=== DOCUMENT ===

------------------------------

I made some tests based on multiple scenarios with different configurations, from limiting the number of libvips concurrency until using a simple window time frame based throttle strategy in from the HTTP server layer. As conclusion, with a high load, which increases the probability of experimenting some issue with thread-unsafe related concurrent access, the problem still persist, with a panic unexpected exit in some cases.

I'm not too happy about the idea of using a concurrency of 1 thread in libvips. This is an important bottleneck in my case, since Go is natively highly thread-focused, specially in HTTP

@h2non
Copy link
Author

h2non commented Apr 15, 2015

How much is required calling to vips_thread_shutdown()? Maybe the trouble could be around there, since I'm calling it after a set of image operations has been performed.

@lovell
Copy link
Member

lovell commented Apr 15, 2015

"I'm not too happy about the idea of using a concurrency of 1 thread in libvips. This is an important bottleneck in my case, since Go is natively highly thread-focused, specially in HTTP"

------------------------------

=== SUPPLIED INFORMATION ===
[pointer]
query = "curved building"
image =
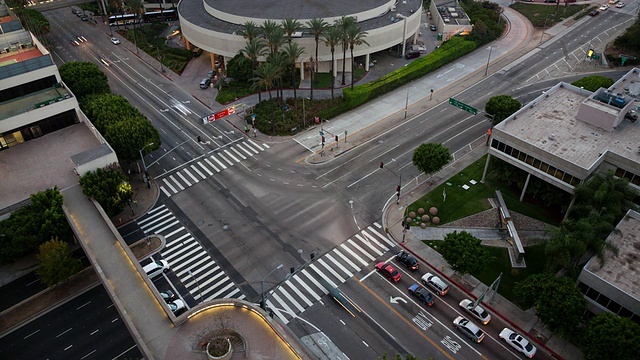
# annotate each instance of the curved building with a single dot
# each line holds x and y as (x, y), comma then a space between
(212, 24)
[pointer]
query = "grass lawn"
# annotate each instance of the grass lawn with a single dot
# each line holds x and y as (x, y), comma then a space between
(534, 257)
(461, 203)
(538, 13)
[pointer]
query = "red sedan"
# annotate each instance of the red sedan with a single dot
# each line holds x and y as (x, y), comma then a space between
(388, 271)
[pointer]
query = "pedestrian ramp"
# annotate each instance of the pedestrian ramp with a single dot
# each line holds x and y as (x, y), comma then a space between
(307, 286)
(190, 262)
(208, 166)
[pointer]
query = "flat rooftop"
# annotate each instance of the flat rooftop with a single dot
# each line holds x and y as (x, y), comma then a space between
(42, 163)
(551, 126)
(623, 270)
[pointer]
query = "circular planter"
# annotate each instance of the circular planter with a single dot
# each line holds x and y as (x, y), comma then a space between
(226, 356)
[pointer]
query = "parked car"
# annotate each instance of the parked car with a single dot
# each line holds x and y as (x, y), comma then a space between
(477, 312)
(423, 295)
(518, 342)
(176, 306)
(469, 329)
(435, 283)
(408, 260)
(412, 54)
(388, 271)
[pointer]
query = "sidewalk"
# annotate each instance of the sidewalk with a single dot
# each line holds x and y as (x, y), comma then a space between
(520, 320)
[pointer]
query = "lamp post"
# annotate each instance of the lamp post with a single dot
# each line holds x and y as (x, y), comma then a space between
(486, 69)
(197, 283)
(262, 297)
(545, 26)
(144, 166)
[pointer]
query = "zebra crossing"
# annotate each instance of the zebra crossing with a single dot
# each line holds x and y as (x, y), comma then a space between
(209, 166)
(189, 261)
(300, 291)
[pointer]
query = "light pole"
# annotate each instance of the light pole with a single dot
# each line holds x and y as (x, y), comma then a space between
(486, 69)
(545, 25)
(262, 298)
(144, 166)
(197, 283)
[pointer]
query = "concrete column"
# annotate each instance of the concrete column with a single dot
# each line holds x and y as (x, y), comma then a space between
(526, 184)
(486, 166)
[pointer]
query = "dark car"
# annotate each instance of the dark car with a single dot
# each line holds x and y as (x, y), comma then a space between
(412, 54)
(408, 260)
(388, 271)
(423, 295)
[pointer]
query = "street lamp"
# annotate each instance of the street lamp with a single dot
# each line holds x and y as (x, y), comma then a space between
(486, 69)
(144, 166)
(545, 25)
(262, 297)
(197, 283)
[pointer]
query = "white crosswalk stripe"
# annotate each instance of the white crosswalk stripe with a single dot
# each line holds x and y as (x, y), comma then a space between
(333, 268)
(187, 259)
(215, 163)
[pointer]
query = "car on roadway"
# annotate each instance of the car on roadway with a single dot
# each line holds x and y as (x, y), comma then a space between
(518, 342)
(176, 306)
(469, 329)
(435, 283)
(423, 295)
(388, 271)
(477, 312)
(407, 260)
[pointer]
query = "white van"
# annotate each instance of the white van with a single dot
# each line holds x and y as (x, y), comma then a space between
(156, 268)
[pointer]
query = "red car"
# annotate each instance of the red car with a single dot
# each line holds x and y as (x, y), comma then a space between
(388, 271)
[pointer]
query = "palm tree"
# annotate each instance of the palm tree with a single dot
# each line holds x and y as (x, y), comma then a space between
(290, 26)
(293, 51)
(265, 76)
(316, 27)
(332, 39)
(254, 49)
(273, 34)
(249, 30)
(355, 37)
(343, 24)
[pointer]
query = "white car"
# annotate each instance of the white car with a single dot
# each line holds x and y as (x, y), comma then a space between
(176, 306)
(477, 312)
(518, 342)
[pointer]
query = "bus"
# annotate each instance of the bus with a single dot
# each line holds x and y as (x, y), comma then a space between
(125, 19)
(162, 15)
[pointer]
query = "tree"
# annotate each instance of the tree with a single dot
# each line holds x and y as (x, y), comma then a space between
(431, 157)
(593, 83)
(355, 37)
(332, 39)
(109, 188)
(84, 79)
(609, 336)
(56, 262)
(465, 253)
(558, 303)
(501, 107)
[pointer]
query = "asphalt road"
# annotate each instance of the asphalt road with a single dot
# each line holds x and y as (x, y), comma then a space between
(86, 327)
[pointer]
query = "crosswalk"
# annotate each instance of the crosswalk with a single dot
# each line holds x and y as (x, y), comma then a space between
(209, 166)
(304, 288)
(189, 261)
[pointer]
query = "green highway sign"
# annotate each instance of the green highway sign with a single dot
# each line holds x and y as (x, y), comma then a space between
(463, 106)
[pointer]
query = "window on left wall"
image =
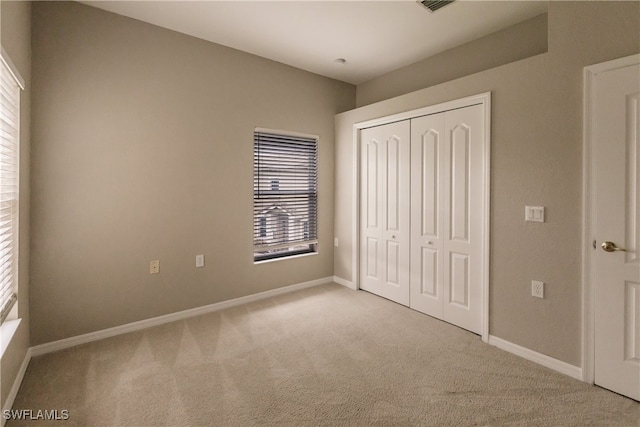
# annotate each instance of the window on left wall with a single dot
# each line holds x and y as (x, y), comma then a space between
(10, 86)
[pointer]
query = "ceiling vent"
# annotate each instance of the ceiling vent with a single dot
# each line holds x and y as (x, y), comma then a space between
(434, 5)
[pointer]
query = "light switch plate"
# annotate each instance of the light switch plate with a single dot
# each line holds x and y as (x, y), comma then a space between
(534, 213)
(537, 289)
(199, 261)
(154, 266)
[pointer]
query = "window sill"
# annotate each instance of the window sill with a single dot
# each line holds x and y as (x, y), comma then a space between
(7, 332)
(284, 258)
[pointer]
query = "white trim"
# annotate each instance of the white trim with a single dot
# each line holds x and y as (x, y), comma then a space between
(8, 329)
(588, 217)
(16, 385)
(344, 282)
(4, 57)
(480, 99)
(287, 133)
(539, 358)
(160, 320)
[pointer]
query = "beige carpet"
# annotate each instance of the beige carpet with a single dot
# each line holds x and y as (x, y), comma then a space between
(321, 356)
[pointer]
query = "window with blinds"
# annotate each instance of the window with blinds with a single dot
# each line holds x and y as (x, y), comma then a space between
(285, 194)
(10, 85)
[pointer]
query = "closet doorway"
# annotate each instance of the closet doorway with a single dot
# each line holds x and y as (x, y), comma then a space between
(423, 210)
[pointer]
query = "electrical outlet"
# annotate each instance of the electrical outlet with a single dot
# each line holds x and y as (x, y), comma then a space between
(154, 267)
(537, 289)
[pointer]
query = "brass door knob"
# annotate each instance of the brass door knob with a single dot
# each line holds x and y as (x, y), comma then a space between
(611, 247)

------------------------------

=== BRIEF 1 ===
In the libvips discussion, when does h2non call vips_thread_shutdown()?
=== BRIEF 2 ===
According to the libvips discussion, why is running libvips with a concurrency of one thread an unwelcome option?

=== EXERCISE RESPONSE 1 ===
After a set of image operations has been performed.

=== EXERCISE RESPONSE 2 ===
It would create an important bottleneck, because Go is natively highly thread-focused, particularly in HTTP.